Ensuring cleaning supplies are stocked and ready to go at the beginning of every shift ensures your staff spends less time prepping and more time cleaning rooms. Additionally, it’s a good idea, particularly for hotels of larger size, to ensure all janitorial closets and cleaning stations are well-stocked and distributed evenly throughout the property, so staff members spend less time replenishing supplies.
3. Supply Additional Equipment To Ease the Burden on Staff
It should be noted that housekeeping is genuinely physically hard work. Your staff members are spending hours a day on their hands and knees, bending down and standing up, pushing carts and expending elbow grease. Any steps you can take to make their jobs physically easier will improve efficiency and (no doubt) improve employee satisfaction.
Knees pads, higher quality dusters and vacuums, and any other number of material upgrades can go a long way toward streamlining your hotel’s housekeeping duties.

-------------------------

**SET OF TASKS**.
**1.** Summarize the housekeeping passage in two sentences.
**2.** According to the housekeeping passage, what physical activities do housekeeping staff members spend their hours on? List all of them.
**3.** In the housekeeping passage, shorten the paragraph beginning "It should be noted that housekeeping" to two sentences and keep its main facts.

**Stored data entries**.
-------------------------

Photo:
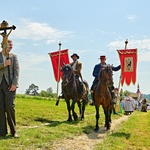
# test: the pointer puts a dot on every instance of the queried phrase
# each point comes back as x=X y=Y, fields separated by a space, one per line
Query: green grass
x=131 y=135
x=40 y=123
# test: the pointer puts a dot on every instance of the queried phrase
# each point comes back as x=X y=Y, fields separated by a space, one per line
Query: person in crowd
x=144 y=105
x=128 y=104
x=9 y=75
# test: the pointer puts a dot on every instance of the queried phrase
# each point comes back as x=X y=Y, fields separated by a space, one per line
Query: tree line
x=33 y=90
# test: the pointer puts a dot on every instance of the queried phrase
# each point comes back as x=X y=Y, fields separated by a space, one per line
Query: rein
x=69 y=77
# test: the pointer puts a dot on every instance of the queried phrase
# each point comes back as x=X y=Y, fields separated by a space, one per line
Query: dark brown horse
x=102 y=96
x=71 y=92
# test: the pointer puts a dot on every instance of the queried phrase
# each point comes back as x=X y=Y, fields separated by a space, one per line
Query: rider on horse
x=96 y=71
x=77 y=66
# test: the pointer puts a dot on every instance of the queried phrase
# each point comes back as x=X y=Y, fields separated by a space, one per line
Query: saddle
x=81 y=87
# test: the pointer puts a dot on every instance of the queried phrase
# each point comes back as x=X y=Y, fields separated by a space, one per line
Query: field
x=42 y=125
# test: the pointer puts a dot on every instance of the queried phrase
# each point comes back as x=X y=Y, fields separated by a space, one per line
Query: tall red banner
x=58 y=58
x=128 y=60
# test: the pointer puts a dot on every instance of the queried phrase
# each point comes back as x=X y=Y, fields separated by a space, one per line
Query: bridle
x=67 y=75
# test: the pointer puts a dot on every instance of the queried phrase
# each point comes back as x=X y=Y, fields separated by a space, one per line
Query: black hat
x=75 y=55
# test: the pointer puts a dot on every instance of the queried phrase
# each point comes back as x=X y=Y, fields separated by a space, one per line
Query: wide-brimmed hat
x=75 y=55
x=102 y=57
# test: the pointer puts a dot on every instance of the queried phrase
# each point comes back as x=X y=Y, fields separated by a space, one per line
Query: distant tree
x=32 y=90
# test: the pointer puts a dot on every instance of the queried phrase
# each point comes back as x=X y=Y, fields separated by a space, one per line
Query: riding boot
x=81 y=88
x=92 y=98
x=59 y=97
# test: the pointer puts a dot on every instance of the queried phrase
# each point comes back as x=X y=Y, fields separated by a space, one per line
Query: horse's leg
x=80 y=111
x=97 y=118
x=110 y=112
x=75 y=116
x=107 y=123
x=83 y=108
x=69 y=110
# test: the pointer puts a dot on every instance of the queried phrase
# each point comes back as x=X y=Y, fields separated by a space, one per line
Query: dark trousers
x=7 y=111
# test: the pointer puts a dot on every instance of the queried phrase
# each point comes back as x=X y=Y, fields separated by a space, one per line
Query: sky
x=89 y=28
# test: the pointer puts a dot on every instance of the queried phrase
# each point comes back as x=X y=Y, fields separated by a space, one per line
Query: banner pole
x=58 y=69
x=126 y=42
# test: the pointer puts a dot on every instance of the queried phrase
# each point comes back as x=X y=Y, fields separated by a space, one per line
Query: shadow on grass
x=91 y=134
x=53 y=123
x=6 y=137
x=121 y=134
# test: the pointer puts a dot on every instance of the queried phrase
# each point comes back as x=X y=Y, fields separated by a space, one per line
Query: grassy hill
x=40 y=123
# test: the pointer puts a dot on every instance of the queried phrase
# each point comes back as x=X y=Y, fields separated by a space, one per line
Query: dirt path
x=87 y=141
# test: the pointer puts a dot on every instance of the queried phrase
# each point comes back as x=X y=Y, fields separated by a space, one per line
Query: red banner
x=59 y=58
x=128 y=60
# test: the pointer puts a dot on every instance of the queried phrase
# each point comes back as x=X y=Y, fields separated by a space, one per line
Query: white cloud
x=29 y=60
x=132 y=17
x=27 y=29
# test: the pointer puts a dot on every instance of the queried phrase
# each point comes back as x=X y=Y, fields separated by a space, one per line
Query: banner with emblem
x=128 y=60
x=59 y=58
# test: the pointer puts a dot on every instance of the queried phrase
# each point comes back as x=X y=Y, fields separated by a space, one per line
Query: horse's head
x=105 y=75
x=67 y=74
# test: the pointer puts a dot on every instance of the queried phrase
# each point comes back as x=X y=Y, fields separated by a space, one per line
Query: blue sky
x=88 y=27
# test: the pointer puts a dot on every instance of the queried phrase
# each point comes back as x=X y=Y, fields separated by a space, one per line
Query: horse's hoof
x=96 y=129
x=108 y=128
x=75 y=118
x=69 y=120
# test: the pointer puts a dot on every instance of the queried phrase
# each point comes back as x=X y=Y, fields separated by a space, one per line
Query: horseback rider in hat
x=76 y=66
x=95 y=73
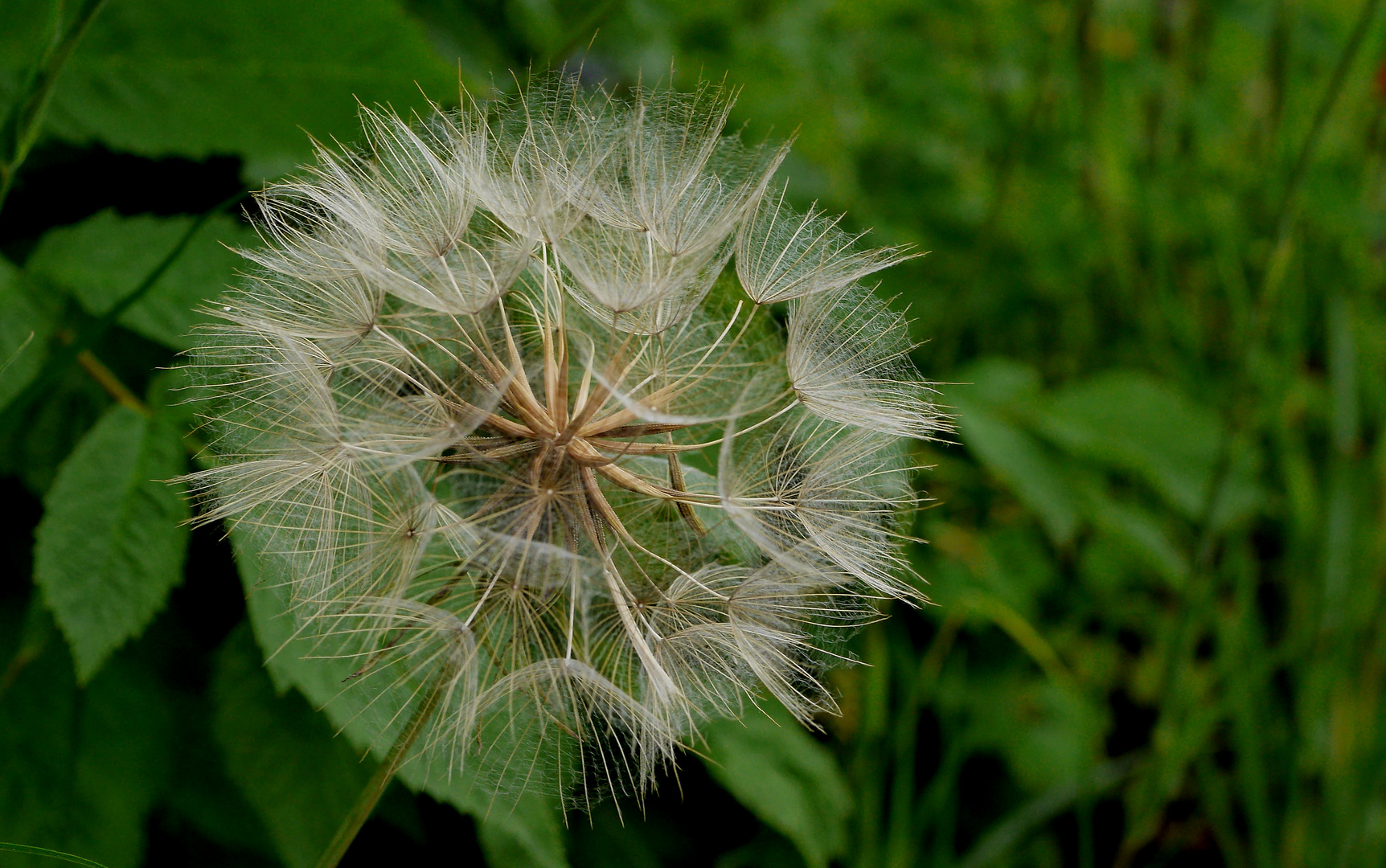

-------------------------

**ANSWERS BY ITEM NUMBER**.
**1.** Keeping cleaning supplies stocked at the start of every shift, and spreading well-stocked janitorial closets and cleaning stations evenly through larger hotels, lets staff spend less time prepping and replenishing and more time cleaning rooms. Because housekeeping is physically hard work, equipment upgrades such as knee pads and better dusters and vacuums can make the job easier, improving efficiency and employee satisfaction.

**2.**
- Being on their hands and knees
- Bending down and standing up
- Pushing carts
- Expending elbow grease

**3.** Housekeeping is physically hard work, with staff spending hours a day on their hands and knees, bending and standing, pushing carts, and expending elbow grease. Making their jobs physically easier will improve efficiency and employee satisfaction.